[Task statement]: Repeat word for word the passage of the Vera Tiesler biography below, starting with "German-born Mexican bioarchaeologist" and going on through "Maya civilization remains.".

Supplied text START

= Vera Tiesler =

German-born Mexican bioarchaeologist

Vera Tiesler is a bioarchaeologist, and a full research professor in the department of Anthroprological Sciences at the Autonomous University of Yucatán in Mexico. She is a specialist in Maya civilization remains.

== Career ==
Tiesler was born in Germany. In 1985, she completed an honours undergraduate degree in one year, at the age of 19, from the Tulane University in New Orleans, Louisiana. Following her degree, Tiesler spent two weeks in Mexico City before returning to Germany to start medical school. While in Mexico, Tiesler fell in love with a young doctor, who died in 1987. This prompted Tiesler to leave Germany, enroll in the National Polytechnic Institute in Mexico City to complete her medical degree, and later obtain a PhD in anthropology, under the supervision of Manuel Gándara, from the Autonomous University of Mexico (UNAM) in 1999. She then became a professor at UNAM in 2000, where she studies ancient skeletons.

Supplied text END
Raw data START

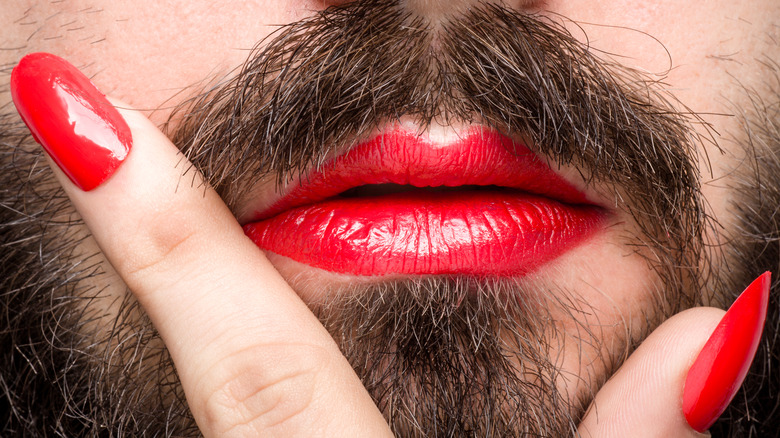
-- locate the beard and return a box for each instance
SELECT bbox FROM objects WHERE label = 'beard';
[0,1,780,436]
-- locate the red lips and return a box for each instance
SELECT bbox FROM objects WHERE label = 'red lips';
[244,129,605,276]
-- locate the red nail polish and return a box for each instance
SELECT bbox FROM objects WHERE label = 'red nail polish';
[683,272,771,432]
[11,53,133,190]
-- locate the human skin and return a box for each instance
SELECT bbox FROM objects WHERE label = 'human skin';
[0,0,780,436]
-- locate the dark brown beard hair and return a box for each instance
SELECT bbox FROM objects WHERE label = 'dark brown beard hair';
[0,0,780,436]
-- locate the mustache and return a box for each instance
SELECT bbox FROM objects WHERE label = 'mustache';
[169,0,703,253]
[168,0,707,298]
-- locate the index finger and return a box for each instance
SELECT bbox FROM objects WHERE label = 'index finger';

Raw data END

[Solution for this task]:
German-born Mexican bioarchaeologist

Vera Tiesler is a bioarchaeologist, and a full research professor in the department of Anthroprological Sciences at the Autonomous University of Yucatán in Mexico. She is a specialist in Maya civilization remains.